◆ Exercise ◆
Output the data below exactly.

◆ Excerpts from a dataset ◆
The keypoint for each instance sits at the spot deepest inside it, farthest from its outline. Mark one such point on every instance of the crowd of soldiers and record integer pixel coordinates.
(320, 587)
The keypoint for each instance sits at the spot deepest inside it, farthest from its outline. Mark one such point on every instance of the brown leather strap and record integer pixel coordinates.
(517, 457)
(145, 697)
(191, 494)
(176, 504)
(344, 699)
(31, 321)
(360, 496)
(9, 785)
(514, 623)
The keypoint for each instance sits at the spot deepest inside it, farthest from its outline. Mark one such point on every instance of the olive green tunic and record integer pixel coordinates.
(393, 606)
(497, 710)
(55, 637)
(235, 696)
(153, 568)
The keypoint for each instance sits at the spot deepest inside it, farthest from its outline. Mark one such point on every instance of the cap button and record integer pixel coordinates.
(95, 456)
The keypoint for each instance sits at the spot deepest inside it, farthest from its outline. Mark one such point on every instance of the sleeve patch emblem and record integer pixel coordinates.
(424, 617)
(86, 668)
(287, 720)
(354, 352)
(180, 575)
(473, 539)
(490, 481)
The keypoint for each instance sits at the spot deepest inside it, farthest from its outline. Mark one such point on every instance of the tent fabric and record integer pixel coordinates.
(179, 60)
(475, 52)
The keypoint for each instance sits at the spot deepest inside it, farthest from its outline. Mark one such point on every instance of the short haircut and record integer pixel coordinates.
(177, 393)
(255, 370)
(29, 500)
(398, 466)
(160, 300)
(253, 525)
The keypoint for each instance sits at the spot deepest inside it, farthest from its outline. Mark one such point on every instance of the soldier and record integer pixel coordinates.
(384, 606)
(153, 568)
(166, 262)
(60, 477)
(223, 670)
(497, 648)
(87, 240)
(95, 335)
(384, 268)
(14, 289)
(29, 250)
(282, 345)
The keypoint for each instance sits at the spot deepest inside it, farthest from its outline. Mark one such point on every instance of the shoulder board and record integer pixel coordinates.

◆ Answer area ◆
The keypoint for each instance sits at the spot deepest inside it, farthest from its outline. Mark one such point on every instance of the crowd of soldiers and record integer pixel coordinates.
(320, 587)
The keypoint for each instance sits at the spot deepest inside it, farthest from its outline. Mark one such point on every instance of the brown leather strap and record integer pixel coordinates.
(517, 457)
(145, 697)
(191, 494)
(176, 504)
(344, 699)
(31, 321)
(360, 496)
(9, 785)
(514, 623)
The keypoint for each instance sits at the spot deepest inside it, farthest from its outline. Mark one such point on every instance of the olive green tunic and record integer pixel coordinates.
(393, 606)
(497, 710)
(55, 637)
(235, 696)
(153, 568)
The keypoint for each instance sits at the spot deepest inside it, farthest from its outline. Mark one such point on every instance of the cap button and record integer pixel coordinates.
(95, 456)
The keypoint for each instance sits at the spot deepest inside it, farthest from its outline. Mark one such point on every instance of the sleeve patch emblem and record integer pixel coordinates.
(424, 617)
(86, 668)
(287, 720)
(354, 352)
(180, 575)
(473, 539)
(490, 481)
The keypoint for each instance sits at the spot deepest inside it, farthest from its outline. Mark one such point on every instance of the tent fabric and record integer pixel coordinates.
(179, 60)
(475, 52)
The keypoint for each instance sits at the spot deepest inside it, farthest from its outline. Mark one such point on every instance of the short haircut and record integer pixel coordinates.
(177, 393)
(255, 370)
(29, 500)
(398, 466)
(160, 300)
(253, 525)
The keypoint for each instance sits at the spot deepest inside it, farthest from its outline. Mark one such point on every instance of the soldier and record integer pixel coordinates.
(384, 606)
(153, 568)
(166, 262)
(60, 477)
(223, 670)
(497, 648)
(87, 240)
(95, 335)
(384, 268)
(14, 289)
(29, 250)
(282, 345)
The keypoint for each instance sits at the spot deepest inside it, farthest from its outline. Mark one such point on every instance of the shoulder board and record integer pixel coordinates.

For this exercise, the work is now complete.